_SET EXERCISE_
Convert the material from the line containing "the tractor front" up to and including the line containing "[[896, 677], [202, 847], [124, 748]]" into a JSON list of strings, one string per line, leaving out any blank lines.
::::
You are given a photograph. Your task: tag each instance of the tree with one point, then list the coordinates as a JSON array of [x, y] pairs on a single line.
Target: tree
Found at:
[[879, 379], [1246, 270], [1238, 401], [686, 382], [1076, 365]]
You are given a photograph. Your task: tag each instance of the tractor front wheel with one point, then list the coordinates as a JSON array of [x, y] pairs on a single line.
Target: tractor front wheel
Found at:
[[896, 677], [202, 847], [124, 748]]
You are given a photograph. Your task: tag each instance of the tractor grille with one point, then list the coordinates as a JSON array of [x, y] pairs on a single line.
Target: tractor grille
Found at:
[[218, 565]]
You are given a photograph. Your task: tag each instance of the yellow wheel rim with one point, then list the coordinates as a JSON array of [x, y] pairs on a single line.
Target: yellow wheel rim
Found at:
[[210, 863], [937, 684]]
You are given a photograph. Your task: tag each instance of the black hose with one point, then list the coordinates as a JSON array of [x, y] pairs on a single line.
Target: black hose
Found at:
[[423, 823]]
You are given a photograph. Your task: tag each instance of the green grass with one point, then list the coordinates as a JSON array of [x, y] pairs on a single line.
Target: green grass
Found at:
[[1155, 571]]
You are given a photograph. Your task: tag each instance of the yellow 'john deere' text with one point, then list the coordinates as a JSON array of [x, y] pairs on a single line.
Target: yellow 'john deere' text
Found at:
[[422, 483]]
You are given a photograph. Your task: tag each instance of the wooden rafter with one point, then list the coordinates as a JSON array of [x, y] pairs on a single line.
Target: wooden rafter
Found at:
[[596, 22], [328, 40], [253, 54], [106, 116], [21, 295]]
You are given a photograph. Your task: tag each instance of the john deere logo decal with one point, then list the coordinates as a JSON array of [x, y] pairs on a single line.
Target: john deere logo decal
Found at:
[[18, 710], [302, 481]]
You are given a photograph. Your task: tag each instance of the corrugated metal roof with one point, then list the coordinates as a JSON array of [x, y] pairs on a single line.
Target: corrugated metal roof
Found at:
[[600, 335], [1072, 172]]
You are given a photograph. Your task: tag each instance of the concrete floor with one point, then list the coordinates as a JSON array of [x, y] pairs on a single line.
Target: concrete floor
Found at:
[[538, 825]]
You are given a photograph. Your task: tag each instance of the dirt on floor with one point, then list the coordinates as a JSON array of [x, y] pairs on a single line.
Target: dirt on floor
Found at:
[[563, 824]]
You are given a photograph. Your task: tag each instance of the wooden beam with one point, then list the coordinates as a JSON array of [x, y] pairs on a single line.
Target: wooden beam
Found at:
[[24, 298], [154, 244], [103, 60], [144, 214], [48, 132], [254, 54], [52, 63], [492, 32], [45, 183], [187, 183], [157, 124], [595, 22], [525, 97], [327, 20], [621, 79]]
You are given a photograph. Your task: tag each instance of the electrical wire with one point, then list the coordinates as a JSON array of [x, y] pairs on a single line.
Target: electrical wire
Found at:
::::
_RESPONSE TO THIS TASK_
[
  "You are given a photograph. Your task: tag each instance of the tractor front wheel with one point, then list the coordinates as a JSON array of [x, y] pairs on a single line.",
  "Target: tractor front wheel",
  "Found at:",
  "[[896, 677], [202, 847], [124, 748]]"
]